RECORDS TO USE:
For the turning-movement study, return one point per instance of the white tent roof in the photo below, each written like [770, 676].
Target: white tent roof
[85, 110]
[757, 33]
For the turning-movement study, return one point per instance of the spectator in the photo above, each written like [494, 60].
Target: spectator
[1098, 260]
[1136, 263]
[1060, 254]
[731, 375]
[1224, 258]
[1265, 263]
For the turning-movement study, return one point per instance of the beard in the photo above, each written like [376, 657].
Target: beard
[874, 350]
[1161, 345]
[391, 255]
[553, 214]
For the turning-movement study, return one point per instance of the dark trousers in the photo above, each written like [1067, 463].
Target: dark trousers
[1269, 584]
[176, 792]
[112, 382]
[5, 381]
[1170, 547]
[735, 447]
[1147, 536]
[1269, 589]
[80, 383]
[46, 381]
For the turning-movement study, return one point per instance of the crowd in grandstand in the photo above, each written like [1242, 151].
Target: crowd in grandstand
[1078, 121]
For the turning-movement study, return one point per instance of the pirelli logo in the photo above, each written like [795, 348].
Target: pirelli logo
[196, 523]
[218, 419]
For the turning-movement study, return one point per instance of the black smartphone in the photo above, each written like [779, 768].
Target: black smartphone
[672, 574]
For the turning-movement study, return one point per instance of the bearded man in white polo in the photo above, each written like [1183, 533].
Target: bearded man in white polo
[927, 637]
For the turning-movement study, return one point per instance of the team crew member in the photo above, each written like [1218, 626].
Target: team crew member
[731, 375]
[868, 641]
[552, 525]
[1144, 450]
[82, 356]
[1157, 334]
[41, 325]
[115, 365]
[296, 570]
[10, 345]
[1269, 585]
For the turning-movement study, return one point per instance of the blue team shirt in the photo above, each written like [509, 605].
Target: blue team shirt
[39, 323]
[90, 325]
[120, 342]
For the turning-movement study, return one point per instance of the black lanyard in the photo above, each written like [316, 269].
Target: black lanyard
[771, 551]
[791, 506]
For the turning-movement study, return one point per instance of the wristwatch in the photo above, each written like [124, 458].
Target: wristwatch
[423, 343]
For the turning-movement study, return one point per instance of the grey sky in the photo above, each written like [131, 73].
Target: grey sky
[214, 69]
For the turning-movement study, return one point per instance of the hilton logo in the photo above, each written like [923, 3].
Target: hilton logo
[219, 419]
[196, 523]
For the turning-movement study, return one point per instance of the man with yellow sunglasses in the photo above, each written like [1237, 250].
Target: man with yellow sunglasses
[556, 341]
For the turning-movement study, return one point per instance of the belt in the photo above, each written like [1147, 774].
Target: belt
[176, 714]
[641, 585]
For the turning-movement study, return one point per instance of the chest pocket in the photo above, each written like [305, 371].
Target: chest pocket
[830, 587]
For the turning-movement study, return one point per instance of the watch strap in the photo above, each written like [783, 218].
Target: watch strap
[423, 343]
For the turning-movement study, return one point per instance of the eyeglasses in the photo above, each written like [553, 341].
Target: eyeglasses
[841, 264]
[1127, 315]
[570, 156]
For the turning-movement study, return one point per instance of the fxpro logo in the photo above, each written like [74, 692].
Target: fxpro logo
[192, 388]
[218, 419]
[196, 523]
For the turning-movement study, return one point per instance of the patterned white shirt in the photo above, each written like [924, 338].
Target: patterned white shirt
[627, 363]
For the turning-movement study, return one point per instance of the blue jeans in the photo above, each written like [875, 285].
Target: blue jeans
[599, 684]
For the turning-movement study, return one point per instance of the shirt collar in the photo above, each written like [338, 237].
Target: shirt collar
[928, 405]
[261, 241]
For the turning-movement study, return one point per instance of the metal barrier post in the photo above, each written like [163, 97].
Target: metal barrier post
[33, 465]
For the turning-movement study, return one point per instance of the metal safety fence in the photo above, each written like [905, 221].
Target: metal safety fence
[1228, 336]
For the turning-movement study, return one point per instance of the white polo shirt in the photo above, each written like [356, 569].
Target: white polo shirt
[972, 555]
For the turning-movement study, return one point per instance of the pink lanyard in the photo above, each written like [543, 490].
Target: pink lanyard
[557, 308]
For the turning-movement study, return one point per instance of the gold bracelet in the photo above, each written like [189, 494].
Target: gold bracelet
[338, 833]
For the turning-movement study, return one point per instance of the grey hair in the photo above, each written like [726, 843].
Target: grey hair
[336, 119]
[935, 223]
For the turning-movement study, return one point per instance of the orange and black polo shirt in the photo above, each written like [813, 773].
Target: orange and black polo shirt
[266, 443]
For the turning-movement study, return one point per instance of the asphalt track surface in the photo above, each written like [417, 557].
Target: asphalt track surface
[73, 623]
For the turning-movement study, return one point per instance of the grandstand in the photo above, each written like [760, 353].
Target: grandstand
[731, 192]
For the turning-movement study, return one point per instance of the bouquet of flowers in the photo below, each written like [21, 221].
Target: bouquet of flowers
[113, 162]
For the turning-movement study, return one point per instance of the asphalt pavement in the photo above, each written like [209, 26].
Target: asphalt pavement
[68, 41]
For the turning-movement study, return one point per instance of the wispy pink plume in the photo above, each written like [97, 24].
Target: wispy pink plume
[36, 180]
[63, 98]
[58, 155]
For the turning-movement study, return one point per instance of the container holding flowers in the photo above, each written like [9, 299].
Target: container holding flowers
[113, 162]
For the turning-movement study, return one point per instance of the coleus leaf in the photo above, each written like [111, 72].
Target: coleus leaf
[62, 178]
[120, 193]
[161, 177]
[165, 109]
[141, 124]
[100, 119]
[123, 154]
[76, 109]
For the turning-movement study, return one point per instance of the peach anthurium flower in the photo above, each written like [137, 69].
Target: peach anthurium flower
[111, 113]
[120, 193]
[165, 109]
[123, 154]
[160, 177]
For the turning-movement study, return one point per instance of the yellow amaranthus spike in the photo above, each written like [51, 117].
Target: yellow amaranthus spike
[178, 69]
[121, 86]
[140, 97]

ABOUT THIS TASK: Copy out each line of the data exactly.

EXPECTED OUTPUT:
For the turning-movement study, return one point per instance of the white tent roof in the photo below, each written like [770, 676].
Target: white tent roof
[85, 110]
[757, 33]
For the turning-movement study, return one point per instance of the spectator in the photo above, each written like [494, 60].
Target: spectator
[1098, 260]
[1136, 263]
[1060, 254]
[731, 375]
[1224, 258]
[1265, 263]
For the turning-movement study, return one point per instance of the beard in the photo above, each written like [376, 657].
Target: beard
[874, 350]
[1161, 345]
[391, 255]
[553, 214]
For the turning-movement study, return one point per instance of the dark trousers in the photo above, each written like [1067, 463].
Target: dark trousers
[1269, 584]
[176, 792]
[112, 382]
[5, 381]
[1170, 547]
[735, 447]
[1147, 536]
[1269, 589]
[80, 383]
[46, 381]
For the turning-movement study, return one point per instance of the crowd in grandstand in the photo above, each written like [1242, 151].
Target: crowd in grandstand
[1078, 121]
For the turning-movement study, return one point per instance of the pirelli logo in the photo above, each written like [795, 348].
Target: pirelli logo
[196, 523]
[218, 419]
For the turning-movement study, return one point per instance of the black smartphone in the photo above, each written like [779, 768].
Target: black smartphone
[672, 574]
For the turning-movement study, return one point per instance of the bearded man in white polo in the photo above, each written like [1183, 533].
Target: bearded man in white polo
[927, 637]
For the turning-movement study, return one point per instance of the team crew member in the photo above, each written like [1218, 626].
Target: team crew member
[731, 375]
[868, 641]
[552, 525]
[1144, 450]
[82, 356]
[1157, 334]
[41, 325]
[115, 365]
[296, 570]
[10, 345]
[1269, 585]
For the turning-movement study, return one point per instance of the blue team shirt in the photo above, each written like [509, 605].
Target: blue team shirt
[39, 323]
[90, 325]
[120, 342]
For the turning-movement study, return one point per instance of the black lanyard in the photo above, each written like [316, 269].
Target: black lanyard
[771, 551]
[791, 506]
For the turning-movement study, return one point per instance of the wristwatch in the photo above, each written like [124, 458].
Target: wristwatch
[423, 343]
For the turning-movement study, return one point per instance of the grey sky in the photo above, each written like [131, 73].
Target: grey sky
[214, 69]
For the turning-movement study, return one point per instance of the hilton logo in the photo above, each written like [923, 3].
Target: hilton logo
[219, 419]
[196, 523]
For the turning-movement study, return one point per instance of the man with yellow sunglasses in the photo above, each written like [1237, 250].
Target: man with yellow sunglasses
[556, 341]
For the turning-movement study, return one point per instance of the belt in the photo above, each written like [1147, 774].
Target: belt
[176, 714]
[641, 585]
For the turning-movement study, return one point per instance of the chest pocket in the photo above, each written like [305, 371].
Target: chest pocket
[830, 587]
For the turning-movement study, return one point per instance of the watch strap in the photo above, each written like [783, 218].
Target: watch strap
[423, 343]
For the turning-movement study, return one point per instance of the eyeglasses in the photo above, each written like [553, 341].
Target: eyeglasses
[841, 264]
[1127, 315]
[570, 156]
For the turning-movement study, return one point per instance of the fxpro logo in the photo above, each written like [74, 692].
Target: fxpro logo
[192, 388]
[218, 419]
[196, 523]
For the turning-movement study, return one point per instance of the patterned white shirt in the photo above, each written like [924, 338].
Target: patterned white shirt
[627, 363]
For the turning-movement study, return one point per instance of the blue jeans in the photo above, each written like [875, 285].
Target: blue jeans
[599, 684]
For the turning-movement study, return one point per instance of the shirt collar in the photo above, each written like [338, 237].
Target: shirt collar
[928, 405]
[261, 241]
For the turning-movement study, return one point per instance of the metal barrier post in the photo above, each written like [163, 97].
Target: metal barrier post
[33, 465]
For the turning-movement study, return one point per instance of the metal safety fence in the photo above, each written like [905, 221].
Target: metal safety fence
[1228, 336]
For the turning-movement study, return one point per instance of the white polo shirt in the photo above, each written like [356, 569].
Target: white polo shirt
[972, 555]
For the turning-movement study, return one point per instance of the pink lanyard in the photo above, each written like [543, 490].
Target: pink lanyard
[557, 308]
For the turning-movement study, return one point per instance of the gold bracelet in the photo above, each written like [189, 494].
Target: gold bracelet
[338, 833]
For the turning-movement study, return one point per instance of the grey hair in the photo above, each written like [726, 843].
Target: grey hair
[336, 119]
[935, 223]
For the turning-movement study, return one point per instance of the orange and black polo shirt in the photo above, each written like [813, 773].
Target: orange and black polo shirt
[266, 443]
For the turning-movement study, return one point per instance of the asphalt track surface in the photo above, each written like [417, 557].
Target: asphalt track surface
[73, 623]
For the turning-movement study, return one point per instance of the grandstand in the photo above, each written like [760, 353].
Target: grandstand
[731, 192]
For the turning-movement study, return one point per instance of the bouquet of flowers in the photo below, each written like [21, 221].
Target: bouquet of flowers
[113, 162]
For the turning-movement study, return one point per instance of the asphalt pavement in the photo above, each written like [209, 26].
Target: asphalt pavement
[68, 41]
For the turning-movement study, return one point per instance of the wispy pink plume in the photo above, each written like [97, 24].
Target: wispy pink plume
[36, 180]
[63, 98]
[58, 155]
For the turning-movement study, return one point per instance of the container holding flowers in the photo above, each written like [9, 299].
Target: container holding flowers
[113, 162]
For the turning-movement study, return one point per instance of the coleus leaf in the photo above, each written like [111, 72].
Target: coleus leaf
[62, 178]
[120, 193]
[161, 177]
[165, 109]
[141, 124]
[100, 119]
[123, 154]
[76, 109]
For the turning-movement study, return one point per instance of the peach anthurium flower in the photo above, each written like [137, 69].
Target: peach anthurium flower
[111, 113]
[120, 193]
[165, 109]
[123, 154]
[160, 177]
For the turning-movement study, return one point per instance of the yellow amaranthus spike in the photo above, each written like [51, 117].
Target: yellow amaranthus spike
[178, 69]
[121, 86]
[140, 97]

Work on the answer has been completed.